§ **ASSIGNED TASK**
Every record below is to be retyped exactly, with any pictures left out.

[Extracted data entries]
──────────
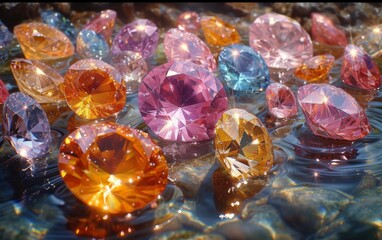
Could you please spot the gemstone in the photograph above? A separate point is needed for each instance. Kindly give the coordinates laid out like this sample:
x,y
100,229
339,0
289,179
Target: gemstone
x,y
187,47
243,69
243,145
40,41
280,101
37,80
181,101
220,33
359,70
112,168
324,31
91,44
57,20
316,68
140,36
93,89
281,41
331,112
132,67
25,126
103,24
3,92
189,21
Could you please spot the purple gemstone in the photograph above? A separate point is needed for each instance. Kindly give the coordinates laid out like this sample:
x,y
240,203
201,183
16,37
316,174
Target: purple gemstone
x,y
181,101
25,126
139,36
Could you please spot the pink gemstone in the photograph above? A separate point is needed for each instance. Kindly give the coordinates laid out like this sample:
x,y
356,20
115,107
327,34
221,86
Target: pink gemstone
x,y
181,101
280,40
189,21
187,47
140,36
103,24
3,92
359,69
332,113
324,31
281,101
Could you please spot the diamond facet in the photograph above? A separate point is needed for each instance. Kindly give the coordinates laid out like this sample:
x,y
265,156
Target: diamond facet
x,y
93,89
281,41
324,31
359,69
40,41
220,33
25,126
139,36
243,145
243,69
181,101
332,113
187,47
112,167
37,80
91,44
316,68
281,101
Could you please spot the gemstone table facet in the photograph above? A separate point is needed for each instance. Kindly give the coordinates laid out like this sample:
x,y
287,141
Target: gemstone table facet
x,y
140,36
37,80
243,69
281,41
93,89
331,112
112,168
187,47
25,126
243,145
181,101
──────────
§ **PROBLEM SOLUTION**
Could you please spot the gemstone in the photograph above? A separate point is needed for each instance. Kindly give the coordinates laid out like this sample:
x,y
100,229
339,0
289,179
Target: gemstone
x,y
187,47
243,69
243,145
40,41
280,101
37,80
181,101
220,33
359,70
112,168
324,31
91,44
57,20
316,68
140,36
93,89
281,41
331,112
132,67
25,126
103,24
3,92
189,21
Could you please spot the purple gemstone in the photograph above? A separate point is needed for each instance. Kindly give the coordinates laid out like this sample:
x,y
240,203
201,183
16,37
316,174
Target: purple gemstone
x,y
181,101
25,126
139,36
Could you please spot the pink gemstone in the photograph above? A separate point is needed for each instance. Kindly give the coordinates laid out like this sample:
x,y
356,20
115,107
327,34
221,86
Target: pink gemstone
x,y
181,101
280,40
189,21
187,47
140,36
103,24
3,92
359,69
332,113
324,31
281,101
Could you please spot the diamond facet in the photograph above? A separate point is needed for each instance. Kindly give the coordinates laid out like this sample:
x,y
265,156
Target: diamond facet
x,y
93,89
281,41
324,31
359,69
40,41
220,33
25,126
139,36
243,145
243,69
181,101
332,113
187,47
112,167
37,80
91,44
316,68
281,101
Could you please spot the gemstone table facet in the photograph above? A separate point is needed for each instance. Kindly give the coordinates laid out like this sample:
x,y
287,141
Target: gemstone table facet
x,y
140,36
37,80
243,69
281,41
93,89
331,112
112,168
187,47
25,126
243,145
181,101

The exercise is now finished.